- [Text segment]:
::::::

I think Woolworths shares are a solid buy for 3 reasons
Woman smiles at camera at she buys greens from the supermarket.
I like the idea of investing in growing ASX blue-chip shares at a good price. Given how much the Woolworths Group Ltd (ASX: WOW) share price has dropped in the last few months (see the chart below), it could be time to review the supermarket giant for a few reasons.
It’s true that Woolworths hasn’t covered itself in glory during this period of elevated inflation. However, interestingly, it advised in its FY24 third-quarter report that total inflation (excluding tobacco) was negative 0.7%.
Amid the challenges, there are three reasons why I think interested investors should pounce now.
Weak market sentiment and low Woolworths share price
We’ve seen the Woolworths share price decline by around 25% since June 2023. It’s rare for the market to be so pessimistic about the company. I’m not convinced Woolworths’ long-term future prospects have dimmed as much as the market is suggesting.
I don’t expect a quick turnaround, but I think now is a good time to invest in the business while it’s trading at a lower price/earnings (P/E) ratio.
Broker UBS thinks Woolworths can generate $1.32 of earnings per share (EPS) in FY24 and FY25, putting the Woolworths share price at 23x forward earnings.
The recent FY24 third quarter numbers showed BIG W sales had dropped 4.1% year over year to $1 billion. Retailers sometimes are cyclical through different economic conditions, so I’d say this is an opportunistic time to get exposure to the department store’s earnings.

::::::

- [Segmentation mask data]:
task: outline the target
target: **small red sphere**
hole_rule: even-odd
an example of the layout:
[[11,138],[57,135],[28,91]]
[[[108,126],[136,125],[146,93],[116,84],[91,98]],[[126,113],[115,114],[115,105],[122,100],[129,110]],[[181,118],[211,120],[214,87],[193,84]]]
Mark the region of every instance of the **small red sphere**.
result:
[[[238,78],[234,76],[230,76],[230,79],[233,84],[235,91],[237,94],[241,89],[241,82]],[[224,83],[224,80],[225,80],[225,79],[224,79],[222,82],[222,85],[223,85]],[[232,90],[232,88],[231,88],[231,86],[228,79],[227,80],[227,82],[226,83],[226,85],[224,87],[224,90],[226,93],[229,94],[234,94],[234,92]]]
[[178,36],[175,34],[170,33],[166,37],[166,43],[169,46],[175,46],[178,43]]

::::::

- [Your instructions]:
According to the text about Woolworths shares, by roughly how much has the Woolworths share price fallen since June 2023? This material has no connection to the text about Woolworths shares.

- [Written solution]:
Around 25%.